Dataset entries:
==================================================
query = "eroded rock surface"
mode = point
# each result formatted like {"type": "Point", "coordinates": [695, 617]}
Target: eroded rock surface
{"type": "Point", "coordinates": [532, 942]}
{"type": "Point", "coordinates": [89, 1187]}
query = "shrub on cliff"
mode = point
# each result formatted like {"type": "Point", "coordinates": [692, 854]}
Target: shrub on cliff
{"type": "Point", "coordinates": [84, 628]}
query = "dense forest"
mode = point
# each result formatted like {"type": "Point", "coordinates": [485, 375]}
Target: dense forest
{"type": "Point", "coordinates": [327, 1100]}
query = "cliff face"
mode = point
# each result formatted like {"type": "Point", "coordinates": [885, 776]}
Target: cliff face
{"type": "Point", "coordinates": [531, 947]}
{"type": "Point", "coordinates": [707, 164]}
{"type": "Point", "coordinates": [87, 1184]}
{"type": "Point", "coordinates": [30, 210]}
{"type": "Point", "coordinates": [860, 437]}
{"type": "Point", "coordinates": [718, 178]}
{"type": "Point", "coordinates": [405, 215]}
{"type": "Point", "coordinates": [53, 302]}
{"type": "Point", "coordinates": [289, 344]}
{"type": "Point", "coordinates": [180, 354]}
==================================================
PROBLEM REQUIREMENTS -
Extract all of the data above without altering anything.

EXPECTED ANSWER -
query = "eroded rock surface"
mode = point
# each result formatted like {"type": "Point", "coordinates": [695, 617]}
Target: eroded rock surface
{"type": "Point", "coordinates": [532, 942]}
{"type": "Point", "coordinates": [89, 1187]}
query = "shrub on cliff"
mode = point
# each result formatted like {"type": "Point", "coordinates": [692, 854]}
Target: shrub on cliff
{"type": "Point", "coordinates": [84, 628]}
query = "dense forest"
mode = point
# each result formatted like {"type": "Point", "coordinates": [485, 375]}
Target: dense forest
{"type": "Point", "coordinates": [327, 1100]}
query = "cliff face"
mode = point
# each result formatted like {"type": "Point", "coordinates": [885, 776]}
Target: cliff face
{"type": "Point", "coordinates": [531, 947]}
{"type": "Point", "coordinates": [707, 164]}
{"type": "Point", "coordinates": [87, 1184]}
{"type": "Point", "coordinates": [30, 210]}
{"type": "Point", "coordinates": [860, 437]}
{"type": "Point", "coordinates": [718, 178]}
{"type": "Point", "coordinates": [405, 215]}
{"type": "Point", "coordinates": [53, 302]}
{"type": "Point", "coordinates": [289, 344]}
{"type": "Point", "coordinates": [180, 354]}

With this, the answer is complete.